- **Parts of the exercise**
**a)** List every spacecraft that the passage on Mercury names.
**b)** Copy the passage on Mercury word for word from "- Mercury was" to "more like Mars.".

Mercury is the closest planet to the Sun and one of only four rocky planets in the Solar System, along with Venus, Earth, and Mars. These planets are especially interesting to astronomers and space enthusiast. They are the closest planets to Earth and potentially some of the first sites people will try to colonize. We may also one day extract natural resources from these planets, possibly for further space exploration. Colonizing Mercury would be daunting, but not impossible. If you (or your great-grandchildren) did visit Mercury, what would it look like up close from your spacecraft? For starters, what is the color of Mercury and why does it look the way it does?
- Mercury was named after the Roman messenger god, who is equivalent to the Greek god Hermes.
- Mercury can be seen sometimes as a small bright star close to the sun at sunrise or sunset.
- It is similar in size and appearance to Earth’s Moon, but its gravity is more like Mars.
- The color of Mercury is grey, from its basalt rocks and lava flows. It is covered in craters but has no moons or rings.
- The interior of Mercury is thought to be a complex “layered cake” of solid and liquid rock layers.
- Because of its thin atmosphere, Mercury does not have weather. Surface temperatures reach 800 °F in the day and -280 °F at night.
- The poles of Mercury are the best places for colonization. They have perpetual darkness and water ice.
- Humans could live in underground habitats in a ring around the poles. They would be able to farm and enjoy comfortable temperatures and gravity.
Viewed from Earth, Mercury can be seen with the naked eye as a “morning star” or “evening star” close to the Sun. It is named after a Roman god who was a messenger and a god of communication and business. The Greek equivalent god was named Hermes and wore winged sandals to speed him about his business. The planet Mercury has been known to people since ancient times, but only two spacecraft have visited it. The Mariner 10 flew past it in 1974-75 and the Messenger launched in 2004 and orbited it for four years. The European Space Agency is sending the BepiColombo spacecraft to study the planet in 2025.
Mercury is 3,031.9 miles across. This distance is easy to imagine when you compare it to Earth’s Moon, which is 2,159.1 miles in diameter. Both of them are comparable to the width of the lower 48 United States, which is in the range of 2,500-3,000 miles, depending on where you measure. Mercury has no moons of its own, and like the other terrestrial planets, has no rings. Even though Mercury is smaller than Mars, it is denser, so they have about the same surface gravity. This would make it easier for astronauts to walk on its surface without bouncing as they do on the Moon.
The color of Mercury is grey, much like our Moon. Both are made mostly of basaltic rock. Both are covered in craters but have broad flat spaces that are the result of past volcanic activity. Researchers think a mantle is under this crust, along with a solid outer core, a liquid core layer, and a solid inner core.

- **Extracted material**
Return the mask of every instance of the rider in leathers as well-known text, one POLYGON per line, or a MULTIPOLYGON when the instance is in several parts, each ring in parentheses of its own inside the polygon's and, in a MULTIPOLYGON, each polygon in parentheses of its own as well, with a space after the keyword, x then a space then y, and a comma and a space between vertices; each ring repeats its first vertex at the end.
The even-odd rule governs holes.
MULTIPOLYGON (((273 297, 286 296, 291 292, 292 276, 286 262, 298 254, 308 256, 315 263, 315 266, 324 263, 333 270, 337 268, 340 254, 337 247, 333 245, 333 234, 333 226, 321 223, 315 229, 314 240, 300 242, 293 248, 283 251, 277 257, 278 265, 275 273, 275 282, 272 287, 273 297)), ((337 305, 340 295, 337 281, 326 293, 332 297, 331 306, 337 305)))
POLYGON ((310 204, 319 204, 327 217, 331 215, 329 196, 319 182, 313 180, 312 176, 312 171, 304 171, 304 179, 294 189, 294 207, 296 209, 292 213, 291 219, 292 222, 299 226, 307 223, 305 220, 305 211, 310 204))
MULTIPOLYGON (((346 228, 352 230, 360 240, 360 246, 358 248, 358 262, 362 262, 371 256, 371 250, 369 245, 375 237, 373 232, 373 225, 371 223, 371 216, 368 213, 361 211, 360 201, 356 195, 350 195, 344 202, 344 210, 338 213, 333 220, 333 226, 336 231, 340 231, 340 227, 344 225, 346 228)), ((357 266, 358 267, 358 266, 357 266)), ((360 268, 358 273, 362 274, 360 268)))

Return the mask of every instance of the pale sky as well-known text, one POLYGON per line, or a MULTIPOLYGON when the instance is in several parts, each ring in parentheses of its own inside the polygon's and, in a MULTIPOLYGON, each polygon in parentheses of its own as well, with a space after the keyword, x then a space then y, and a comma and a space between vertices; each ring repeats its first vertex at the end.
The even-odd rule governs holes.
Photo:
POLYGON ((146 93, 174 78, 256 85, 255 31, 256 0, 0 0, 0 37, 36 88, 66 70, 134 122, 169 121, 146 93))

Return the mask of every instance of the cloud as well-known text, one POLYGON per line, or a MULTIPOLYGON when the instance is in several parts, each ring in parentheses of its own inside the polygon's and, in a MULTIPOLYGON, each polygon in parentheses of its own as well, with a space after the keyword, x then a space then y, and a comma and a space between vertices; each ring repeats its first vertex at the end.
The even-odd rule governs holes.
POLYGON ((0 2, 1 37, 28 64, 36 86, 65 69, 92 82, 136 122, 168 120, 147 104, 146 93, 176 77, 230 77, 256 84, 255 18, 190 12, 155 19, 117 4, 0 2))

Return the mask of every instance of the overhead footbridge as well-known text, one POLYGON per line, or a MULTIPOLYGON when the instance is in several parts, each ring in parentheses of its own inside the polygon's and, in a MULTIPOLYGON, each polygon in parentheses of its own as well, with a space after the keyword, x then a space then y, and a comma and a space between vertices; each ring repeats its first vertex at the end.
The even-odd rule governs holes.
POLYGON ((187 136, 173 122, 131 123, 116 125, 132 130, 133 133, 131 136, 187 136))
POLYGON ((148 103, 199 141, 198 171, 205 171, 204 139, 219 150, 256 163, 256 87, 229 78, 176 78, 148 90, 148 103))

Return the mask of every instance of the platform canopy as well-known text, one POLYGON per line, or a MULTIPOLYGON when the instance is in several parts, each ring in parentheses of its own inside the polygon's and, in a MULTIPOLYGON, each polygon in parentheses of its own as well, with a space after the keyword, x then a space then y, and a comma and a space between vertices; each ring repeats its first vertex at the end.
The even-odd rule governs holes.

- **Results of the tasks**
**a)** Mariner 10, Messenger, BepiColombo

**b)**
- Mercury was named after the Roman messenger god, who is equivalent to the Greek god Hermes.
- Mercury can be seen sometimes as a small bright star close to the sun at sunrise or sunset.
- It is similar in size and appearance to Earth’s Moon, but its gravity is more like Mars.